### PASSAGE PRÉSENTÉ
——

A) Célibat et Evangile

Il n’y a qu’une seule parole de Jésus sur le célibat. Elle nous est rapportée par Matthieu 19.12. « Car il y a des eunuques qui le sont dès le ventre de leur mère; il y en a qui le sont devenus par les hommes; et il y en a qui se sont rendus tels eux-mêmes, à cause du royaume des cieux. Que celui qui peut comprendre comprenne. » Elle s’inscrit dans un dialogue entre les pharisiens et Jésus, autour de la question: peut-on répudier sa femme pour n’importe quel motif? C’est l’occasion pour Jésus de situer l’union de l’homme et de la femme non seulement dans l’ordre de la création et de la nature, mais aussi dans l’ordre de la liberté et de la volonté, donc de la responsabilité: « L’homme quittera… il s’attachera. »10Puis vient la remarque, non plus des pharisiens mais des disciples: « Si telle est la condition de l’homme envers la femme (c’est-à-dire commettre un adultère, s’il divorce, sauf pour infidélité), il n’est pas avantageux de se marier. »11Cette remarque, et la parole sur les eunuques qui va suivre, sont propres à Matthieu. Elles n’existent pas dans le texte parallèle de Marc 10 et les exégètes, même les plus radicaux comme Bultmann, reconnaissent que nous sommes bien là devant un authentique logion de Jésus.

Certains exégètes pensent que Jésus a dit cela à ses disciples pour justifier son propre célibat, qui était une prise de distance par rapport à la tradition juive. Quoi qu’il en soit, le rapprochement par Matthieu des paroles de Jésus sur le mariage et de sa déclaration sur le célibat met en évidence deux choses: la première, c’est que le cœur de l’homme (et de la femme, car il est bien évident qu’il faut aller au-delà de la connotation masculine du texte) est fait pour aimer; la deuxième que, dans le mariage comme dans le célibat, il y a renoncement, c’est-à-dire choix; il faut renoncer à certaines relations ou certains modes de relation avec le risque inhérent à tout choix humain: celui de la fidélité, celui de l’infidélité.

Dans l’ensemble de la péricope de Matthieu, Jésus englobe donc le mariage, les célibats subis et le célibat choisi. Il souligne l’orientation de ce dernier: « en vue du royaume des cieux ». Je cite notre Règle de Reuilly au chapitre « Célibat »:

« Silencieusement, l’appel au célibat ouvre une porte sur le mystère du royaume à venir. Les générations auront pris fin et tout être vivant aimera Dieu en plénitude. »12

Cet accent eschatologique a été très prononcé dans les premières décennies de l’Eglise. Les premières vierges, les premiers ascètes, comme on les nommait alors, attendaient avec ferveur le retour du Christ. Les générations pouvaient prendre fin. L’apôtre Paul est dans cette ligne, lorsqu’il écrit aux Corinthiens, avec une sagesse remarquable d’ailleurs (1 Co 1.7). Il semble toutefois qu’il n’ait pas eu connaissance du logion de Jésus rapporté par Matthieu. Sinon, il l’aurait certainement cité. Ce qui lui est cher, pour lui-même et ses Eglises, c’est que les croyants aient un cœur sans partage et qu’ils soient tout entiers au Seigneur. Il amorce, dans ses épîtres, une théologie du corps fort intéressante: « Je vous exhorte, frères, à offrir vos corps… » (Rm 12.1); le corps est pour le Seigneur, « il est le temple du Saint-Esprit » (1 Co 6.19-20). Paul nous dit donc que l’incarnation, ce monde, est bien le lieu de notre rencontre avec Dieu.

——

### DONNÉES FOURNIES
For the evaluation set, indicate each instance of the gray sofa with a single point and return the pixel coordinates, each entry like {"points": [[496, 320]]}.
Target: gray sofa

——

### CONSIGNE
Relevez, dans l'ordre où elles apparaissent, toutes les références bibliques suivies d'un numéro de chapitre ou de verset dans le passage sur le célibat.

### RÉPONSE
- Matthieu 19.12
- Marc 10
- 1 Co 1.7
- Rm 12.1
- 1 Co 6.19-20